Passage
────────────────

Antivirus, Patch Management Failures Open Doors to Cyberattacks
Patch management and antivirus are meant to prevent attackers cutting their way into the vaults protecting enterprise data.
Despite this however, they are also areas where many organizations appear to be falling short.
In its latest Global Threat Intelligence Report (PDF), managed security services provider Solutionary says some of the biggest threats to security come from enterprises not doing the basics.
“In general, enterprises do have antivirus in place, but in many cases [it’s] not appropriately maintained,” said Rob Kraus, director of research with Solutionary’s Security Engineering Research Team (SERT). “During many incident response engagements we supported last year, it was observed that organizations did not have properly maintained antivirus implementations. Detection rates for malware in general are very low (less than 50 percent), when basic controls such as AV are not deployed appropriately organizations have even lower detection capabilities.”
In fact, just 46 percent of malware caught by the company’s honeypots was detected by popular antivirus products, according to the report. Exacerbating the situation further is the fact that when the malware from the honeypots was run in a proprietary sandbox masquerading as an infected host, the malware often downloaded additional applications dodged detection as well.
Some of this malware is distributed by exploit kits. Most of the vulnerabilities targeted by these kits in 2013 were less than a year old, according to the report. The most prevalent vulnerabilities affected Oracle Java, with the most common being CVE-2012-1723.
“Organizations lacking mature VLM (vulnerability lifecycle management) programs are four times more susceptible to attacks via exploit kits,” the report notes. “Analysis of total vulnerabilities contained in exploit kits shows an organization without a VLM program generally has as many as four times as many exploitable vulnerabilities in its environment than an organization with a mature VLM program.”

────────────────

Provided material
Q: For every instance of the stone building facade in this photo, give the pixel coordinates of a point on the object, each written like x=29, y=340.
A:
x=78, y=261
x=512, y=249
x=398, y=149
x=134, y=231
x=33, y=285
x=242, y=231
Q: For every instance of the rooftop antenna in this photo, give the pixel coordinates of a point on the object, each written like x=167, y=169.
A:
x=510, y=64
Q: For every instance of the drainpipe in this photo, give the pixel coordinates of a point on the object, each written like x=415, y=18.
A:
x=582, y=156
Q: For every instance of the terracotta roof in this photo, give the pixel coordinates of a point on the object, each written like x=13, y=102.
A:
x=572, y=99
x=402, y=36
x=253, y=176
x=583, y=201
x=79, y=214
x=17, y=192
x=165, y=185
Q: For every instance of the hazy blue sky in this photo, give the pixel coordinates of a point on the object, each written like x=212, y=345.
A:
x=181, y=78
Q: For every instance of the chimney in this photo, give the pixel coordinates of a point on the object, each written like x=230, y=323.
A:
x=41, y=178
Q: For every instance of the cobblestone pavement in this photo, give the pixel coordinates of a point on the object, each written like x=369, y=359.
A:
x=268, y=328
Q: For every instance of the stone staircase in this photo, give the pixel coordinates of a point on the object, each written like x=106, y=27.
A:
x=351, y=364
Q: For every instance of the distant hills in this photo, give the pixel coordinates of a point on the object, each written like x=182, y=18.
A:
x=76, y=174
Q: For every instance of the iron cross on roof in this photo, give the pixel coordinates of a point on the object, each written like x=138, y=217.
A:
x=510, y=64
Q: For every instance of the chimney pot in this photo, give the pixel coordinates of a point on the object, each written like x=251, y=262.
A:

────────────────

Work item A
List everything that the article on antivirus and patch management failures puts inside parentheses.
Work item B
Write the next part of the article on antivirus and patch management failures, picking up after its final paragraph.

Response area A
- PDF
- SERT
- less than 50 percent
- vulnerability lifecycle management

Response area B
While companies tend to exhibit strong security in regards to externally-facing systems, internal systems are often less secure, Solutionary found. The most common external vulnerability was an outdated Apache Tomcat server, which comprised 18 percent of all external vulnerabilities. The most common internal vulnerability was missing security updates for Microsoft Windows (6 percent of internal vulnerabilities). Another common internal issue was vulnerable versions of Adobe Reader (six percent).
“One of the force multipliers for addressing patch management issues is the approach of root cause analysis,” Kraus said. “For instance, focusing on why the vulnerability exists in the first place and addressing it will help the overall strategy.”
“Hardening systems to reduce the amount of open services on a system will also drastic reduce the exploitable footprint,” he added.
Meeting this challenge also requires organizations understand their inventory and have a process to ensure that updates for antivirus and other programs do not get missed.
“It’s always some group, some location, some set of systems somewhere that either got blocked from getting updates or just plain got missed,” explained Don Gray, chief security strategist with Solutionary. “We mention in the report (in the logging section) that often the security group doesn’t know about key pieces of infrastructure that are used to run the business.”
“And that,” he added, “is why we talk about the ‘lifecycle management of security controls’. You need to have an asset management system that can tie information together to be able to know that your controls are operating individually.”